## What you will do
Return, exactly and in full, the lines of the records below starting at the one with "Target: bare soil" and ending at the one with "Target: group of people", and no other lines.
*** Opening of Exercise data ***
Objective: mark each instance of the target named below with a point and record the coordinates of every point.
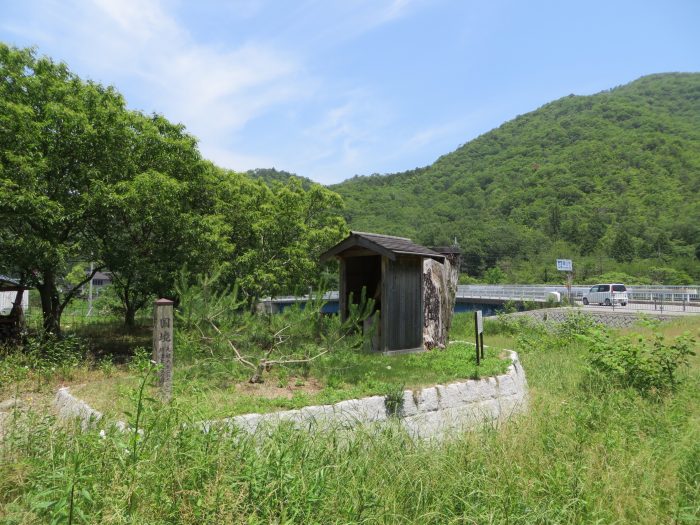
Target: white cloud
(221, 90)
*** Close of Exercise data ***
*** Opening of Exercise data ***
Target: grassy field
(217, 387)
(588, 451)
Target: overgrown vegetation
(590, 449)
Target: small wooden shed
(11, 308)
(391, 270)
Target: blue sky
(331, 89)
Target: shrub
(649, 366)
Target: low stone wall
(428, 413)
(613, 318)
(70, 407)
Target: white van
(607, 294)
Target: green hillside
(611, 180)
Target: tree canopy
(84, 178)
*** Close of Exercise data ***
*** Opening of Exercise data ***
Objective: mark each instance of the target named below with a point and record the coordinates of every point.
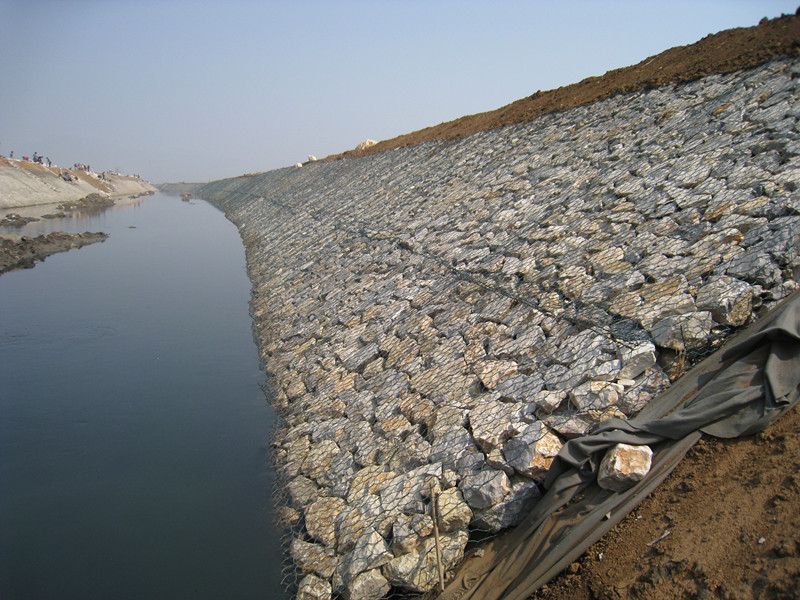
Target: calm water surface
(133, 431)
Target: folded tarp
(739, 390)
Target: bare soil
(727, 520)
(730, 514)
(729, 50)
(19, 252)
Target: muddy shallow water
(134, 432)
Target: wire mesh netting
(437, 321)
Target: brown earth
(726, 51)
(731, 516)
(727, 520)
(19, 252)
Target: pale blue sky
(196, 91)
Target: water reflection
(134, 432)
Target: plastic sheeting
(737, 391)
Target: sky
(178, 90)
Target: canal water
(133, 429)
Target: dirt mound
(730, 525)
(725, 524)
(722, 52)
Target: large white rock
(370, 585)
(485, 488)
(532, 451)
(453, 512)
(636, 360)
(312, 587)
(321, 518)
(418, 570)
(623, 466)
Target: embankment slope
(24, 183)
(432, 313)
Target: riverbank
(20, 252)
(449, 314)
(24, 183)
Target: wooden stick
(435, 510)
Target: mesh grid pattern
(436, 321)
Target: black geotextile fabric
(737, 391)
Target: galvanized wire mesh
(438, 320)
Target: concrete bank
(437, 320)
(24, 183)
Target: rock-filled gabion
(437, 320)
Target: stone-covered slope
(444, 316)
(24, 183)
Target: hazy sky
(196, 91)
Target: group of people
*** Close of Exercise data ***
## Response area
Target: bare soil
(727, 520)
(730, 514)
(729, 50)
(19, 252)
Target: muddy shallow water
(134, 432)
Target: wire mesh netting
(437, 321)
Target: brown earth
(726, 51)
(731, 516)
(727, 520)
(19, 252)
Target: pale blue sky
(196, 91)
Target: water reflection
(134, 432)
Target: plastic sheeting
(737, 391)
Target: sky
(178, 90)
Target: canal water
(133, 429)
Target: dirt mound
(730, 525)
(725, 524)
(722, 52)
Target: large white rock
(370, 585)
(485, 488)
(532, 451)
(453, 512)
(636, 360)
(312, 587)
(321, 518)
(418, 570)
(623, 466)
Target: embankment slope
(24, 183)
(432, 313)
Target: riverbank
(20, 252)
(449, 314)
(24, 183)
Target: wooden stick
(435, 510)
Target: mesh grid pattern
(436, 321)
Target: black geotextile fabric
(737, 391)
Target: galvanized wire mesh
(438, 320)
Target: concrete bank
(437, 320)
(24, 183)
Target: rock-filled gabion
(437, 320)
Target: stone-covered slope
(444, 316)
(24, 183)
Target: hazy sky
(196, 91)
Target: group of people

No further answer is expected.